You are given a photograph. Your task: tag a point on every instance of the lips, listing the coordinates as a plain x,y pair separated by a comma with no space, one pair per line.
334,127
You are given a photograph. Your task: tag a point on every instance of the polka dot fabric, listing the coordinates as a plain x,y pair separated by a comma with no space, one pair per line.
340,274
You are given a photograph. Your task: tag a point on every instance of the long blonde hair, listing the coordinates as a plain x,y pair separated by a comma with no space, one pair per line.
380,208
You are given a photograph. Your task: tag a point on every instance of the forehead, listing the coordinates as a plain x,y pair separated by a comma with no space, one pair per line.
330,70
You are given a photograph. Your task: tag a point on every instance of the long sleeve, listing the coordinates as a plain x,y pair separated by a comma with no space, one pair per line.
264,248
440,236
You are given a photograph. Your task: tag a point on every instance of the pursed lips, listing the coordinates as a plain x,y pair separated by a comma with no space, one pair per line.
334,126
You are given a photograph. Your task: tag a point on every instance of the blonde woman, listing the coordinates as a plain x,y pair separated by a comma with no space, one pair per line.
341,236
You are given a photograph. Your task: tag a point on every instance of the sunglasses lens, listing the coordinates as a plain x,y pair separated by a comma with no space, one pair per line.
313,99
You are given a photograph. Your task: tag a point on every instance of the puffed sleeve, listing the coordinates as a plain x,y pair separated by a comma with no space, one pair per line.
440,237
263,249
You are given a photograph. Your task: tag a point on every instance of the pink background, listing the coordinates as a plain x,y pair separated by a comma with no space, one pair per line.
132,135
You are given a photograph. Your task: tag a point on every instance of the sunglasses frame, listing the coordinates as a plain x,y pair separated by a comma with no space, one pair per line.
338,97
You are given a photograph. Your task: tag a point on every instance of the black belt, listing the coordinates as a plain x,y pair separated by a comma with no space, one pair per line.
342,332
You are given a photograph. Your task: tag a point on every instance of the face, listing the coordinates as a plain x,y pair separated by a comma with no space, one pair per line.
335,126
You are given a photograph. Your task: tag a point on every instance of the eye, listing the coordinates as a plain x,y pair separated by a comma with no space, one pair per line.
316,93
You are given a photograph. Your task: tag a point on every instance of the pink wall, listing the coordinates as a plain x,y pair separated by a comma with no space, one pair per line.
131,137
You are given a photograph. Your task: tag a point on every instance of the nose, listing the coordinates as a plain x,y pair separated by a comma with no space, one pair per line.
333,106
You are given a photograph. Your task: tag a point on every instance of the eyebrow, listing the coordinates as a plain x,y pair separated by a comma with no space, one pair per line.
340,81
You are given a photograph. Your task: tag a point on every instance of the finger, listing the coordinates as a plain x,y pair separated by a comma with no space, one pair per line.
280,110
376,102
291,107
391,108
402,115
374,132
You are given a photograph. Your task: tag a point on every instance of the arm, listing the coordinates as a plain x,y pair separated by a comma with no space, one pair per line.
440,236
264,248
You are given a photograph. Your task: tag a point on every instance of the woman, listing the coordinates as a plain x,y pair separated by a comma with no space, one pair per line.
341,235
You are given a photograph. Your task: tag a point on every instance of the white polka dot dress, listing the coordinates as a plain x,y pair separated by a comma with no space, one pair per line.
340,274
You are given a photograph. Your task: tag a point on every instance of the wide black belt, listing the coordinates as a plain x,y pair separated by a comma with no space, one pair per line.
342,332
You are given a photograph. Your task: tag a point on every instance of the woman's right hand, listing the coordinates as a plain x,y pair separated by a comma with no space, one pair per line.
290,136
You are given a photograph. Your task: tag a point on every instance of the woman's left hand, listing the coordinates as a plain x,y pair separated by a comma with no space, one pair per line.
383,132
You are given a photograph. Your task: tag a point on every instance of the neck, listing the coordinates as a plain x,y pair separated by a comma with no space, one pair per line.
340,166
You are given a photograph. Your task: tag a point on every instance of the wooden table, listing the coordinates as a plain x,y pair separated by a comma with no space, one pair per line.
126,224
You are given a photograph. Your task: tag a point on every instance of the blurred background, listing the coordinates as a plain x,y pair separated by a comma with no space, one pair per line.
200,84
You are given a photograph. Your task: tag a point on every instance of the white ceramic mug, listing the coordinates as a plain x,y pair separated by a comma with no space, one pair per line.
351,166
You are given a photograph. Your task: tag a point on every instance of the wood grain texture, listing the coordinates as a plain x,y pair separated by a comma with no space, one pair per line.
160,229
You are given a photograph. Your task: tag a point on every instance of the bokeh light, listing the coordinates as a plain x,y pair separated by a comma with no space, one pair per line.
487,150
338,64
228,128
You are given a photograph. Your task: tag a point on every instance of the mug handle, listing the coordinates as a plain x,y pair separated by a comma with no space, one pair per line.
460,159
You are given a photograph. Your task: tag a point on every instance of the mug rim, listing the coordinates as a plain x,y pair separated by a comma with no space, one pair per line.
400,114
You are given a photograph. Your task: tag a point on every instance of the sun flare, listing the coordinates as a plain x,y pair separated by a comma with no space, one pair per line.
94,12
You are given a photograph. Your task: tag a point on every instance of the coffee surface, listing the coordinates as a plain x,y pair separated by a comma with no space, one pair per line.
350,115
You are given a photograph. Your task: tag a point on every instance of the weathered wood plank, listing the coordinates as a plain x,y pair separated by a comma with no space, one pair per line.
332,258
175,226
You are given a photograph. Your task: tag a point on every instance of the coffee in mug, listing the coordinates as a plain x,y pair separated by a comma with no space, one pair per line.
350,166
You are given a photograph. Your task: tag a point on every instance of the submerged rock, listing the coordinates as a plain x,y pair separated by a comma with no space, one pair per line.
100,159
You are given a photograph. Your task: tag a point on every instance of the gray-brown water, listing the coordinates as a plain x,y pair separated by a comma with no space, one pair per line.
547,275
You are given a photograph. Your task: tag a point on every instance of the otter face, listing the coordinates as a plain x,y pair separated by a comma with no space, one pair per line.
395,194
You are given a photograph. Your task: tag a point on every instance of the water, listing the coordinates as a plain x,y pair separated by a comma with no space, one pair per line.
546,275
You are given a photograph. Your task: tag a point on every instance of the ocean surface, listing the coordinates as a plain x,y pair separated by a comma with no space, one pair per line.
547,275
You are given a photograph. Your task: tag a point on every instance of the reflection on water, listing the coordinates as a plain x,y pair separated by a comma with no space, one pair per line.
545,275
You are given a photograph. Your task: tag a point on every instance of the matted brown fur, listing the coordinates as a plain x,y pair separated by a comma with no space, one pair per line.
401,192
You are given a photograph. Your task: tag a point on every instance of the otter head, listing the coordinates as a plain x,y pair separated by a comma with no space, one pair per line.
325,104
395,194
++++++++++++++++++++
## Instructions to follow:
Copy exactly, word for word, the line with "the coffee in" through the final line of the listing.

## Complete output:
You are given a photograph. Your task: tag a point on every instance of the coffee in mug, listing the coordinates as a plain x,y pair separated by a comma with no space, one pair per line.
350,166
You are given a photograph. Your task: tag a point on every instance of the submerged rock, listing the coordinates as a plain x,y pair separated by a comma with no space, one pair per line.
100,159
You are given a photograph. Your task: tag a point on every instance of the gray-brown water, listing the coordinates as a plain x,y pair separated by a comma with no space, one pair per line.
547,275
You are given a photograph. Your task: tag a point on every instance of the otter face, listing the coordinates as a plain x,y pair separated by a comma with no space, one pair per line.
395,194
You are given a photograph. Your task: tag a point on every instance of the water, listing the coordinates as a plain x,y pair separated by a comma with no space, one pair per line.
546,275
You are given a photograph. Your task: tag a point on every instance of the ocean surface, listing the coordinates as a plain x,y pair separated by a comma with no space, one pair per line.
547,275
You are given a photograph. Your task: tag a point on every instance of the reflection on water, listing the coordinates as a plain x,y pair separated by a comma with no space, one pair per line.
545,275
You are given a photograph. Your task: tag a point on every instance of the matted brown fur, listing the coordinates as a plain x,y pair separated by a comma with no space, one pair per line.
401,192
You are given a photograph. Your task: tag a point on every instance of the otter head, listing the coordinates as a plain x,y pair separated by a comma with no space, one pair per line.
325,104
395,194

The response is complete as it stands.